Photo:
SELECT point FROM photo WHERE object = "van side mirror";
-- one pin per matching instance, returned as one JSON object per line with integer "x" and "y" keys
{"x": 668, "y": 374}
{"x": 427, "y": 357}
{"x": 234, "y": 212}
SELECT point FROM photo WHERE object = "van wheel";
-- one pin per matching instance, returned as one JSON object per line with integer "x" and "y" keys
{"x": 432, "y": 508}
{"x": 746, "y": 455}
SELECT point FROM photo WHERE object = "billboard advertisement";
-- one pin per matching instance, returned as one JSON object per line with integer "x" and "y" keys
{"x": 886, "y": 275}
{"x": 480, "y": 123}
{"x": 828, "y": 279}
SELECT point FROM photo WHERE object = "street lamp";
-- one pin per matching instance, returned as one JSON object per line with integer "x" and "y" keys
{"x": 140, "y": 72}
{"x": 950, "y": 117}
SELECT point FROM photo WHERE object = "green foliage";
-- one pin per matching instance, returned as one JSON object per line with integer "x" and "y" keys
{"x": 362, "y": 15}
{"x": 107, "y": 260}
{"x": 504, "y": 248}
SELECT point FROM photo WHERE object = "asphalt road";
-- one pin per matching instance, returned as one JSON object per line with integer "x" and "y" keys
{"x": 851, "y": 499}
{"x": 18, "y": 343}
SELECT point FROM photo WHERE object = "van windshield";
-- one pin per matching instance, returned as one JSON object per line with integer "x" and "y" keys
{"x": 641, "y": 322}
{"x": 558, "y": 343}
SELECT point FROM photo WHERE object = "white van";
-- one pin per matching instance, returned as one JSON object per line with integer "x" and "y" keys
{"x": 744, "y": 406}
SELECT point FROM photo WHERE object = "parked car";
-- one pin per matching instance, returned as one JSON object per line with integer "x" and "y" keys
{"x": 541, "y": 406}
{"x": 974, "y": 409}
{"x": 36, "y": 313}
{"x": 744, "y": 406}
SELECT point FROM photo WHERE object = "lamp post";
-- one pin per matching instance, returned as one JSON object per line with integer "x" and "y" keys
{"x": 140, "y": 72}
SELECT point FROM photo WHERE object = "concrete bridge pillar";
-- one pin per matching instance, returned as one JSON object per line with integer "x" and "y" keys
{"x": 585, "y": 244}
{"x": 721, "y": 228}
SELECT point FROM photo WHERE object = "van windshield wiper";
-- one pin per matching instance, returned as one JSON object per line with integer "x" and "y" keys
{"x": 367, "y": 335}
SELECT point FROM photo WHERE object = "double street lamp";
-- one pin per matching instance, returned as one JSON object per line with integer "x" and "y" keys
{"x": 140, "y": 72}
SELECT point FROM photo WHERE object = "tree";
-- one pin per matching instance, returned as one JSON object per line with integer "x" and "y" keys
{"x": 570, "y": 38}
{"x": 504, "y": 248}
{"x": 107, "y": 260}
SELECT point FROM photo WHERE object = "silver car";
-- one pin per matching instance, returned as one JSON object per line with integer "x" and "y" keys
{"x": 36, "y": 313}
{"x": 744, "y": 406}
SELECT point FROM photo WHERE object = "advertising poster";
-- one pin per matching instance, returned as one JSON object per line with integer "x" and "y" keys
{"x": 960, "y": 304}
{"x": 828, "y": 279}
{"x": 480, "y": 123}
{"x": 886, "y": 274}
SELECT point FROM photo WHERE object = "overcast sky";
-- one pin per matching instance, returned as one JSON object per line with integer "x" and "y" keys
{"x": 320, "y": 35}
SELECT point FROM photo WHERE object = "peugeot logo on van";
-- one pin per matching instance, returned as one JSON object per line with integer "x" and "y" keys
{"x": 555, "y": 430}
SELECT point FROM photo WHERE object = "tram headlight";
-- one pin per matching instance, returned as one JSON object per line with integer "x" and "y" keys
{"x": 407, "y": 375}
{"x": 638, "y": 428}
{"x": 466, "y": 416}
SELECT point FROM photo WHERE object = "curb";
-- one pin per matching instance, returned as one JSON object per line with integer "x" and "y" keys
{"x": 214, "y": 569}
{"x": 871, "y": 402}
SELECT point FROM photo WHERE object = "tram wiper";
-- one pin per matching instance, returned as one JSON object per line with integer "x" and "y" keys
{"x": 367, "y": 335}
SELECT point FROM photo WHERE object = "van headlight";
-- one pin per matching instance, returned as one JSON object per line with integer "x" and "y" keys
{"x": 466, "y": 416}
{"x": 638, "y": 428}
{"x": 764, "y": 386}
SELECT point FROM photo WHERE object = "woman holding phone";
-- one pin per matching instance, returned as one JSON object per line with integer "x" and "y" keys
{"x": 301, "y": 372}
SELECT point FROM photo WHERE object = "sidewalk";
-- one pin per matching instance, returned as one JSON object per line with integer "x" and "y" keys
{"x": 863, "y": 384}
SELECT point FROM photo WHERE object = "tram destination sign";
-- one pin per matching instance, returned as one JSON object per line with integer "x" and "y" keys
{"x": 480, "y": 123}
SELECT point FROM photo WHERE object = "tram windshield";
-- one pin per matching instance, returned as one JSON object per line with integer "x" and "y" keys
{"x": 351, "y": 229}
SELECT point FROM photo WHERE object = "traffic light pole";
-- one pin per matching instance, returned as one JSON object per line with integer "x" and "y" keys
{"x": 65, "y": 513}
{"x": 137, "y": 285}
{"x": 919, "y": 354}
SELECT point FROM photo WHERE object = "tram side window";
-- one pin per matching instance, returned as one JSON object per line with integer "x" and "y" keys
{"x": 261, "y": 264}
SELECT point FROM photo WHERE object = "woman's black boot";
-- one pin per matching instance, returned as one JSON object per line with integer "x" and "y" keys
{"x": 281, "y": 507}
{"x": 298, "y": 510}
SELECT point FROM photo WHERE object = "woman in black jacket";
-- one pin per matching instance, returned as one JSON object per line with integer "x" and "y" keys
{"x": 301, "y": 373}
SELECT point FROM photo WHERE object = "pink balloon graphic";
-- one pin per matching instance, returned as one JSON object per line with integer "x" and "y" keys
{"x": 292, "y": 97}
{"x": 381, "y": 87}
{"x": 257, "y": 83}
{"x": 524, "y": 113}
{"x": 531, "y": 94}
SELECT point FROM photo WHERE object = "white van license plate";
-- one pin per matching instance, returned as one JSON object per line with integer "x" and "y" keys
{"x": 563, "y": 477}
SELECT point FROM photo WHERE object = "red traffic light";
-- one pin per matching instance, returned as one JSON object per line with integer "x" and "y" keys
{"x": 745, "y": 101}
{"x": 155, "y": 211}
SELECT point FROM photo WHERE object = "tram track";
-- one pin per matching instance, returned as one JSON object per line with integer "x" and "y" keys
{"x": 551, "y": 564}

**WHAT YOU ARE ASKED TO DO:**
Produce an exact copy of all the records.

**TASK SOLUTION:**
Photo:
SELECT point FROM photo WHERE object = "van side mirror";
-- one pin per matching instance, returned as one JSON object per line with integer "x" and "y" keys
{"x": 668, "y": 374}
{"x": 427, "y": 357}
{"x": 234, "y": 212}
SELECT point FROM photo WHERE object = "van wheel";
-- one pin per matching instance, returned as one JSON object per line with integer "x" and "y" keys
{"x": 432, "y": 508}
{"x": 746, "y": 455}
SELECT point FROM photo WHERE object = "billboard advertisement";
-- one pin per matching instance, returned as one JSON object per line with integer "x" and "y" keys
{"x": 886, "y": 275}
{"x": 480, "y": 123}
{"x": 828, "y": 279}
SELECT point FROM photo WHERE object = "street lamp";
-- one pin per matching instance, returned as one JSON object per line with integer "x" and "y" keys
{"x": 140, "y": 72}
{"x": 950, "y": 117}
SELECT point FROM photo WHERE object = "green foliage";
-- one pin per matching instance, returned as one JSON object per line with integer "x" and "y" keys
{"x": 362, "y": 15}
{"x": 107, "y": 260}
{"x": 504, "y": 248}
SELECT point FROM photo WHERE object = "asphalt road";
-- one pin per matching instance, returned as one JSON object per line with integer "x" and "y" keys
{"x": 851, "y": 499}
{"x": 18, "y": 343}
SELECT point FROM photo WHERE object = "van windshield";
-- one pin per matching instance, returned as one JSON object per line with integer "x" and "y" keys
{"x": 641, "y": 322}
{"x": 558, "y": 343}
SELECT point FROM photo WHERE object = "white van";
-- one pin per matching instance, returned as one JSON object per line with integer "x" and "y" keys
{"x": 744, "y": 406}
SELECT point FROM photo WHERE object = "parked car";
-- one pin per matching instance, returned as one JSON object per line with integer "x" and "y" keys
{"x": 541, "y": 406}
{"x": 974, "y": 409}
{"x": 36, "y": 313}
{"x": 744, "y": 406}
SELECT point FROM photo WHERE object = "lamp post";
-- one pin per matching instance, returned as one JSON object per line with integer "x" and "y" keys
{"x": 140, "y": 72}
SELECT point FROM photo WHERE object = "concrete bridge pillar";
-- one pin per matching instance, returned as one JSON object per line with integer "x" and "y" keys
{"x": 585, "y": 244}
{"x": 721, "y": 228}
SELECT point FROM photo WHERE object = "van windshield wiper";
-- one pin per matching instance, returned as one JSON object per line with integer "x" and "y" keys
{"x": 367, "y": 335}
SELECT point FROM photo WHERE object = "double street lamp";
-- one pin per matching instance, returned as one JSON object per line with integer "x" and "y" keys
{"x": 140, "y": 72}
SELECT point FROM photo WHERE object = "tree";
-- one pin per matching instance, returned as one JSON object per line with integer "x" and "y" keys
{"x": 570, "y": 38}
{"x": 504, "y": 248}
{"x": 107, "y": 260}
SELECT point FROM photo WHERE object = "silver car";
-- one pin per matching instance, returned as one JSON object per line with integer "x" and "y" keys
{"x": 36, "y": 313}
{"x": 744, "y": 406}
SELECT point FROM photo WHERE object = "advertising poster";
-- one pin per matching instance, returned as one JSON object per line with integer "x" and "y" keys
{"x": 960, "y": 304}
{"x": 828, "y": 279}
{"x": 480, "y": 123}
{"x": 886, "y": 274}
SELECT point FROM photo WHERE object = "overcast sky";
-- one pin per matching instance, returned as one JSON object per line with integer "x" and "y" keys
{"x": 320, "y": 35}
SELECT point FROM photo WHERE object = "peugeot logo on van";
-- one pin per matching instance, returned as one JSON object per line with integer "x" and "y" keys
{"x": 555, "y": 430}
SELECT point FROM photo WHERE object = "tram headlight";
-- one pin per matching instance, returned as one JSON object per line with integer "x" and "y" keys
{"x": 407, "y": 375}
{"x": 638, "y": 428}
{"x": 466, "y": 416}
SELECT point FROM photo WHERE object = "curb";
-- one pin per matching instance, returned as one JSON object per line with integer "x" and "y" keys
{"x": 214, "y": 569}
{"x": 871, "y": 402}
SELECT point FROM photo WHERE object = "tram wiper";
-- one pin per matching instance, returned as one JSON object per line with integer "x" and "y" keys
{"x": 367, "y": 335}
SELECT point FROM photo WHERE object = "van headlight";
-- one pin per matching instance, returned as one JSON object per line with integer "x" and "y" keys
{"x": 466, "y": 416}
{"x": 638, "y": 428}
{"x": 764, "y": 386}
SELECT point FROM photo WHERE object = "woman holding phone";
-- one pin per matching instance, returned as one JSON object per line with integer "x" and "y" keys
{"x": 301, "y": 372}
SELECT point FROM photo WHERE object = "sidewalk";
-- one pin per matching instance, returned as one JSON object per line with integer "x" and "y" keys
{"x": 863, "y": 384}
SELECT point FROM photo WHERE object = "tram destination sign";
-- one pin per matching instance, returned as one JSON object per line with integer "x" and "y" keys
{"x": 480, "y": 123}
SELECT point FROM photo WHERE object = "tram windshield";
-- one pin per matching instance, returned as one JSON object per line with integer "x" and "y" keys
{"x": 351, "y": 229}
SELECT point FROM photo WHERE object = "traffic light pole";
-- one pin per matching instance, returned as one JSON object per line with integer "x" and "y" keys
{"x": 65, "y": 513}
{"x": 137, "y": 285}
{"x": 919, "y": 354}
SELECT point FROM photo WHERE object = "tram side window";
-- one pin per matching instance, returned as one JSON object per line with integer "x" and "y" keys
{"x": 261, "y": 264}
SELECT point FROM photo WHERE object = "woman's black boot";
-- one pin per matching instance, returned as one JSON object per line with integer "x" and "y" keys
{"x": 281, "y": 507}
{"x": 298, "y": 510}
SELECT point FROM photo WHERE object = "woman in black jacket";
-- one pin per matching instance, returned as one JSON object per line with integer "x" and "y" keys
{"x": 301, "y": 373}
SELECT point FROM photo WHERE object = "pink balloon graphic";
-- one pin per matching instance, returned as one JSON object per line with integer "x" and "y" keys
{"x": 292, "y": 97}
{"x": 381, "y": 87}
{"x": 257, "y": 83}
{"x": 524, "y": 113}
{"x": 531, "y": 94}
SELECT point FROM photo WHERE object = "white van license plate";
-- one pin per matching instance, returned as one JSON object per line with integer "x" and "y" keys
{"x": 563, "y": 477}
SELECT point FROM photo WHERE object = "red traffic light";
-- one pin per matching instance, returned as one JSON object per line with integer "x" and "y" keys
{"x": 745, "y": 101}
{"x": 155, "y": 211}
SELECT point FROM photo WHERE object = "tram track";
-- one pin per matching instance, returned as one JSON object per line with integer "x" and "y" keys
{"x": 551, "y": 564}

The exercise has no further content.